> _ACTION ITEM_
Go through the records and tally the lines that include the word "below". The answer is that total alone.

> _DATA FOR PROCESSING_

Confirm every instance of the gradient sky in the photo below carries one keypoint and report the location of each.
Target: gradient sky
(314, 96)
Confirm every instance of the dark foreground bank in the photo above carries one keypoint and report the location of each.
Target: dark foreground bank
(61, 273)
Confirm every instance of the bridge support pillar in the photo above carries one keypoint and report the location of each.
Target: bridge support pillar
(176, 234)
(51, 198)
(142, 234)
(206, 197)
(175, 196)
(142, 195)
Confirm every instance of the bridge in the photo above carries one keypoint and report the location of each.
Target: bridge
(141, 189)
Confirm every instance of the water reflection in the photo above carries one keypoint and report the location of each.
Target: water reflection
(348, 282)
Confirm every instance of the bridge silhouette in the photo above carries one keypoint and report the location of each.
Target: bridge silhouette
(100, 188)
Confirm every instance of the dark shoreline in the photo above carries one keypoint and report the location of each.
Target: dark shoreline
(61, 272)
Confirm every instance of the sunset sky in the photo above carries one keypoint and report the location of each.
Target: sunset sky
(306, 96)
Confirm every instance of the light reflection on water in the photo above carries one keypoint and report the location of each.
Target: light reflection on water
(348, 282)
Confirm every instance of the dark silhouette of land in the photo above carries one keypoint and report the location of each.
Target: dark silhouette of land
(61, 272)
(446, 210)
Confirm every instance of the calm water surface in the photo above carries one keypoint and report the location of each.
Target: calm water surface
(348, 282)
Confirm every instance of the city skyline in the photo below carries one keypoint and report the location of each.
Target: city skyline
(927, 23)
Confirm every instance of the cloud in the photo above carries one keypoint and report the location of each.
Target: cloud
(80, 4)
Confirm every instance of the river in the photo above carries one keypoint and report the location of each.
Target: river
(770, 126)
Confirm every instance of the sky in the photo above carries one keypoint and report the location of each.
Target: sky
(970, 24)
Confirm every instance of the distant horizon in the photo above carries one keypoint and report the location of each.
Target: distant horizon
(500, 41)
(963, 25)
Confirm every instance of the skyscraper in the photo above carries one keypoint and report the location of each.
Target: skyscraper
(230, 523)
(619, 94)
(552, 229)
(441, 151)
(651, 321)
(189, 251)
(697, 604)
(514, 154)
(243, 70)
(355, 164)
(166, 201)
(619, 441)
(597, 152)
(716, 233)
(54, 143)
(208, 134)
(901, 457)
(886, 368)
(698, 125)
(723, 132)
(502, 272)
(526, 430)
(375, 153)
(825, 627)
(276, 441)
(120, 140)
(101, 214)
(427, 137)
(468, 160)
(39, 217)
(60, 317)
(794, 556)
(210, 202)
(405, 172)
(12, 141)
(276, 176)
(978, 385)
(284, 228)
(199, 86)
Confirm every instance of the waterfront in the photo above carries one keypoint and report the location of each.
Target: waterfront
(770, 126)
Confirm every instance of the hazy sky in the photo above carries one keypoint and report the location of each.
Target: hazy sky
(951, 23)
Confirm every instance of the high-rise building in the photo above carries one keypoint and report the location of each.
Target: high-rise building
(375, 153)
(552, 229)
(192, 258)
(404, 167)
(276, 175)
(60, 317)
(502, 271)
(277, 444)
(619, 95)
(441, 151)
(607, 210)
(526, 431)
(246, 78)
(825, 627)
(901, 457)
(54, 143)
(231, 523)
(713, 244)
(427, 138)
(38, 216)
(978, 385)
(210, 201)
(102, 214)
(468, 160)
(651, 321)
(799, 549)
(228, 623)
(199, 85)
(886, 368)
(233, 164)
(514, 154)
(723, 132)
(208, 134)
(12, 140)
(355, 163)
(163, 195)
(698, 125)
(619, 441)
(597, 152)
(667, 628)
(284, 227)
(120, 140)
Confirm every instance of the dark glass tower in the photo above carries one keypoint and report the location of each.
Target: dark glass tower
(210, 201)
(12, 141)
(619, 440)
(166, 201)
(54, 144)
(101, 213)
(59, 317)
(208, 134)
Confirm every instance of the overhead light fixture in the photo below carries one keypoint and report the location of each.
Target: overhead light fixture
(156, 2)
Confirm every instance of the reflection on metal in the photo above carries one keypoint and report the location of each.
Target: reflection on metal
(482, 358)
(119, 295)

> _WRITTEN ANSWER_
3